# Extracted data entries:
[start]

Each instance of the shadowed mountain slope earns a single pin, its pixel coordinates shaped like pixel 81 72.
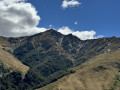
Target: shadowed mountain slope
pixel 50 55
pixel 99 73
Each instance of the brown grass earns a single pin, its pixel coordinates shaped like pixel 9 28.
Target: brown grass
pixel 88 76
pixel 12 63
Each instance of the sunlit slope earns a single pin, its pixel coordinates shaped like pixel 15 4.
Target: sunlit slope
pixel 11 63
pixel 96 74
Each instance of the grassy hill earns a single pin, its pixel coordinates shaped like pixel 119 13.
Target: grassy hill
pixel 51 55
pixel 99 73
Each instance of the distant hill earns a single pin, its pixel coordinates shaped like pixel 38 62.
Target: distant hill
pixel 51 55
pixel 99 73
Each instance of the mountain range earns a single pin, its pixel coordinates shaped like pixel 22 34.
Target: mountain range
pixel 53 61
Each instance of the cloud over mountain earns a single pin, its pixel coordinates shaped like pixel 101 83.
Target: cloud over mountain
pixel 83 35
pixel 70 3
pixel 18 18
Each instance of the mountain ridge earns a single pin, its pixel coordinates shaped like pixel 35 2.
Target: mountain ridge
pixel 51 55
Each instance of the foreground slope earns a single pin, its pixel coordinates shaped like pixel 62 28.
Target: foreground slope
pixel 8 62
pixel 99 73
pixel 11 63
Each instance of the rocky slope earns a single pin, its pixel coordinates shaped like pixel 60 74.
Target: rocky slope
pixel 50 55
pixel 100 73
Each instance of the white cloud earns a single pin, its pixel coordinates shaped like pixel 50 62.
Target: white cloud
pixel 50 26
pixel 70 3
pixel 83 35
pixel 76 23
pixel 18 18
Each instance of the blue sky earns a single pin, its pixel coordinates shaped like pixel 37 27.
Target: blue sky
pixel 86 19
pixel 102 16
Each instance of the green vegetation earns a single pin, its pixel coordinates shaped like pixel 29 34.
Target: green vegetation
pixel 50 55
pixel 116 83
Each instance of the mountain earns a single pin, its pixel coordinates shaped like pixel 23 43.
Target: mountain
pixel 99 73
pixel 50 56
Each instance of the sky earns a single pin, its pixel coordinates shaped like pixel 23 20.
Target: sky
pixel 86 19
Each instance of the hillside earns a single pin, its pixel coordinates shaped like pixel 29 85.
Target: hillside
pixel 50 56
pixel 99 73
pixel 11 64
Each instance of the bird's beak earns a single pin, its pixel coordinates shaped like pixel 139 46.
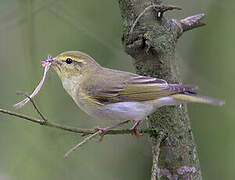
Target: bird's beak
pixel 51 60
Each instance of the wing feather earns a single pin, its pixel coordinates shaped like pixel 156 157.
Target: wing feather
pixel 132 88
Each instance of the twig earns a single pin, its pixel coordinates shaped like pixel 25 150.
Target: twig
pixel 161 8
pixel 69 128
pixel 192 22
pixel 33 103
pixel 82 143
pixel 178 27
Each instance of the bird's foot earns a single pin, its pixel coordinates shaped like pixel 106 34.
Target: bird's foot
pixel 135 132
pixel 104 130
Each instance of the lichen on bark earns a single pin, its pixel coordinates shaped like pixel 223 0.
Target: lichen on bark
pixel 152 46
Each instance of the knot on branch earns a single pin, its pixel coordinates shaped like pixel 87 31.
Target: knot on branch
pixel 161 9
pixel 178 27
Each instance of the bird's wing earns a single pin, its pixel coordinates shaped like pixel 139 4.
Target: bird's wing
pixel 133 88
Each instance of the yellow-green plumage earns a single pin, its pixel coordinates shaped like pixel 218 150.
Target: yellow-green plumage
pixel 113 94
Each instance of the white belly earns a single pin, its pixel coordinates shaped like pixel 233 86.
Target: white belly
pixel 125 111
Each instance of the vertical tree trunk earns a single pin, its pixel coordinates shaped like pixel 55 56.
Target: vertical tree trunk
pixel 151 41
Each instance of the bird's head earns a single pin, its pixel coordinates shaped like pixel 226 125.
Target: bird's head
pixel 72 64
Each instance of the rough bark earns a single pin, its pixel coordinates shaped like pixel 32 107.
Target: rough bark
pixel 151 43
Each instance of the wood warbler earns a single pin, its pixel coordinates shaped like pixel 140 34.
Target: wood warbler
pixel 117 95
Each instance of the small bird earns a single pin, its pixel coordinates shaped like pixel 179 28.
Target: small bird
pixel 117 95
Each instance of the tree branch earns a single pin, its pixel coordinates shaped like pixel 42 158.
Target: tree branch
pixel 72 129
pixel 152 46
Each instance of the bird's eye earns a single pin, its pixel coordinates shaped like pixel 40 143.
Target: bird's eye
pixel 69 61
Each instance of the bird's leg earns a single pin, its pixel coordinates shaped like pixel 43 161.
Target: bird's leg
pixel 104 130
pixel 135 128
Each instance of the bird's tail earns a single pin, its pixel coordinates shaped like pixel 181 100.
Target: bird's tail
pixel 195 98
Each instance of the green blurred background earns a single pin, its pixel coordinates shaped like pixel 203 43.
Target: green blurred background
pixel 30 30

[end]

# Required work:
Put every line of the entries above into a Markdown table with the columns No. and Text, giving each line a row number and omitting blank lines. Leave the pictures out of the table.

# Complete output:
| No. | Text |
|---|---|
| 1 | Each instance of the shadowed mountain slope earns a single pin, its pixel coordinates shaped like pixel 81 72. |
| 2 | Target: shadowed mountain slope |
| 3 | pixel 50 55 |
| 4 | pixel 99 73 |
| 5 | Each instance of the brown grass earns a single pin, its pixel coordinates shaped like pixel 9 28. |
| 6 | Target: brown grass |
| 7 | pixel 88 76 |
| 8 | pixel 12 63 |
| 9 | Each instance of the sunlit slope earns a single pin, its pixel coordinates shaped like pixel 15 4. |
| 10 | Target: sunlit slope |
| 11 | pixel 11 63 |
| 12 | pixel 96 74 |
| 13 | Each instance of the grassy hill earns a single pin, its pixel coordinates shaped like pixel 119 13. |
| 14 | Target: grassy hill |
| 15 | pixel 51 55 |
| 16 | pixel 99 73 |
| 17 | Each instance of the distant hill earns a single pin, its pixel coordinates shaped like pixel 38 62. |
| 18 | Target: distant hill |
| 19 | pixel 51 55 |
| 20 | pixel 99 73 |
| 21 | Each instance of the mountain range earns a single pin, its pixel coordinates shaped like pixel 22 34. |
| 22 | Target: mountain range |
| 23 | pixel 53 61 |
| 24 | Each instance of the cloud over mountain earns a single pin, its pixel coordinates shaped like pixel 101 83. |
| 25 | Target: cloud over mountain |
| 26 | pixel 83 35 |
| 27 | pixel 70 3 |
| 28 | pixel 18 18 |
| 29 | Each instance of the mountain ridge earns a single pin, its pixel coordinates shaped like pixel 35 2. |
| 30 | Target: mountain ridge |
| 31 | pixel 51 55 |
| 32 | Each instance of the foreground slope earns a single pin, its pixel coordinates shaped like pixel 62 28. |
| 33 | Target: foreground slope |
| 34 | pixel 8 62 |
| 35 | pixel 99 73 |
| 36 | pixel 11 63 |
| 37 | Each instance of the rocky slope earns a single pin, its pixel coordinates shaped like pixel 60 74. |
| 38 | Target: rocky slope |
| 39 | pixel 50 55 |
| 40 | pixel 100 73 |
| 41 | Each instance of the white cloud earns a single pin, its pixel coordinates shaped like pixel 50 62. |
| 42 | Target: white cloud |
| 43 | pixel 50 26 |
| 44 | pixel 70 3 |
| 45 | pixel 83 35 |
| 46 | pixel 76 23 |
| 47 | pixel 18 18 |
| 48 | Each instance of the blue sky earns a single pin, its pixel coordinates shaped like pixel 37 27. |
| 49 | Target: blue sky |
| 50 | pixel 86 19 |
| 51 | pixel 102 16 |
| 52 | Each instance of the green vegetation earns a single pin, its pixel coordinates shaped like pixel 29 34. |
| 53 | Target: green vegetation |
| 54 | pixel 50 55 |
| 55 | pixel 116 83 |
| 56 | Each instance of the mountain earns a single pin, its pixel coordinates shaped like pixel 23 43. |
| 57 | Target: mountain |
| 58 | pixel 99 73 |
| 59 | pixel 50 56 |
| 60 | Each instance of the sky earns a single pin, its pixel coordinates shaped like pixel 23 20. |
| 61 | Target: sky |
| 62 | pixel 86 19 |
| 63 | Each instance of the hillside earns a single pin, its pixel coordinates shaped like pixel 29 85. |
| 64 | Target: hillside |
| 65 | pixel 50 56 |
| 66 | pixel 99 73 |
| 67 | pixel 11 64 |
| 68 | Each instance of the bird's beak earns a single pin, its pixel coordinates shaped like pixel 139 46. |
| 69 | Target: bird's beak |
| 70 | pixel 51 60 |
| 71 | Each instance of the wing feather earns a single pin, its pixel coordinates shaped like pixel 156 157. |
| 72 | Target: wing feather |
| 73 | pixel 132 88 |
| 74 | Each instance of the twig earns a single pin, its pixel coordinates shaped like pixel 25 150. |
| 75 | Target: twig |
| 76 | pixel 161 8 |
| 77 | pixel 69 128 |
| 78 | pixel 192 22 |
| 79 | pixel 33 103 |
| 80 | pixel 82 143 |
| 81 | pixel 178 27 |
| 82 | Each instance of the bird's foot earns a single pin, its pixel coordinates shaped like pixel 106 34. |
| 83 | Target: bird's foot |
| 84 | pixel 135 132 |
| 85 | pixel 104 130 |
| 86 | Each instance of the lichen on bark earns a single pin, its pixel coordinates shaped like pixel 223 0. |
| 87 | Target: lichen on bark |
| 88 | pixel 152 46 |
| 89 | Each instance of the knot on branch earns a single pin, its pixel coordinates shaped like pixel 87 31. |
| 90 | Target: knot on branch |
| 91 | pixel 161 9 |
| 92 | pixel 178 27 |
| 93 | Each instance of the bird's wing earns a single pin, its pixel coordinates shaped like pixel 139 4. |
| 94 | Target: bird's wing |
| 95 | pixel 133 88 |
| 96 | Each instance of the yellow-green plumage earns a single pin, its pixel coordinates shaped like pixel 218 150. |
| 97 | Target: yellow-green plumage |
| 98 | pixel 113 94 |
| 99 | Each instance of the white belly earns a single pin, its pixel coordinates shaped like pixel 233 86. |
| 100 | Target: white belly |
| 101 | pixel 125 111 |
| 102 | Each instance of the vertical tree trunk earns a single pin, its pixel coordinates shaped like pixel 55 56. |
| 103 | Target: vertical tree trunk |
| 104 | pixel 151 41 |
| 105 | Each instance of the bird's head earns a single pin, its pixel coordinates shaped like pixel 226 125. |
| 106 | Target: bird's head |
| 107 | pixel 72 64 |
| 108 | Each instance of the rough bark earns a single pin, its pixel coordinates shaped like pixel 32 107. |
| 109 | Target: rough bark |
| 110 | pixel 151 43 |
| 111 | Each instance of the wood warbler earns a single pin, its pixel coordinates shaped like pixel 140 34. |
| 112 | Target: wood warbler |
| 113 | pixel 117 95 |
| 114 | Each instance of the small bird earns a single pin, its pixel coordinates shaped like pixel 179 28. |
| 115 | Target: small bird |
| 116 | pixel 117 95 |
| 117 | Each instance of the tree branch earns a single pin, its pixel coordinates shaped like pixel 42 158. |
| 118 | Target: tree branch |
| 119 | pixel 72 129 |
| 120 | pixel 152 46 |
| 121 | Each instance of the bird's eye earns a single pin, its pixel coordinates shaped like pixel 40 143. |
| 122 | Target: bird's eye |
| 123 | pixel 69 61 |
| 124 | Each instance of the bird's leg earns a single pin, its pixel coordinates shaped like pixel 43 161. |
| 125 | Target: bird's leg |
| 126 | pixel 104 130 |
| 127 | pixel 135 128 |
| 128 | Each instance of the bird's tail earns a single pin, its pixel coordinates shaped like pixel 181 100. |
| 129 | Target: bird's tail |
| 130 | pixel 195 98 |
| 131 | Each instance of the green blurred background earns a single pin, its pixel coordinates shaped like pixel 203 43. |
| 132 | Target: green blurred background |
| 133 | pixel 30 30 |